[EXERCISE TASK]:
Copy the material below word for word, reproducing every line without any change.

======

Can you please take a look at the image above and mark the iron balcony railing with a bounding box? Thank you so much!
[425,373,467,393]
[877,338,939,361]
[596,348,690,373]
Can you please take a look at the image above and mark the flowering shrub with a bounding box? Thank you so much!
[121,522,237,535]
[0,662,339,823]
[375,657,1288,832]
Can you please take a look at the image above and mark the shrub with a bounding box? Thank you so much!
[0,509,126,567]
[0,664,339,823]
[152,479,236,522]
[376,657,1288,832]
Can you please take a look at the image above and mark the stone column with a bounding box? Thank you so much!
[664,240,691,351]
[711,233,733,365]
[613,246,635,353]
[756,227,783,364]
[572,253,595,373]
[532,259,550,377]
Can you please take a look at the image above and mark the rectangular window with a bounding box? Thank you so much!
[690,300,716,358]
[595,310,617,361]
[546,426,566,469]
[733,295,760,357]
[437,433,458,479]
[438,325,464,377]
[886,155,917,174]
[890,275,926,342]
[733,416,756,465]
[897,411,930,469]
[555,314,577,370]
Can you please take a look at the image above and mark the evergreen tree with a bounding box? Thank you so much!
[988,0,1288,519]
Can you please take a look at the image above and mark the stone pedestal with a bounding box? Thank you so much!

======

[COMPLETED TASK]:
Can you please take a look at the image above and mark the iron balcony railing with a bounding box? Thank you so much!
[425,373,467,393]
[877,338,939,361]
[596,348,690,373]
Can you please take a look at the image above and mark the flowering shrub with a bounding box? Thank you so much!
[121,522,237,535]
[0,662,339,823]
[375,657,1288,832]
Can you please take a look at the image above and mark the shrub with a bounding box? Thank you so much!
[0,509,126,567]
[0,664,339,823]
[152,479,236,522]
[376,657,1288,832]
Can you please take a look at the image above and mark the stone column with a bounding box? Thank you so much!
[664,240,691,351]
[711,233,733,365]
[613,246,635,353]
[756,227,783,364]
[572,253,595,373]
[532,259,550,377]
Can you please take a look at the image above and mark the rectangular window with a bounding box? Thank you so much!
[690,300,716,358]
[595,310,617,361]
[546,426,566,469]
[733,295,760,357]
[437,433,458,479]
[438,325,464,377]
[886,155,917,174]
[890,275,926,342]
[733,416,756,465]
[897,411,930,469]
[555,314,577,370]
Can you please take a look at the image above and mark the evergreen tree with a bounding box? Thank you so much!
[988,0,1288,519]
Can you please take a look at the image above and mark the stone pedestal with a bounding box? Thank you so much!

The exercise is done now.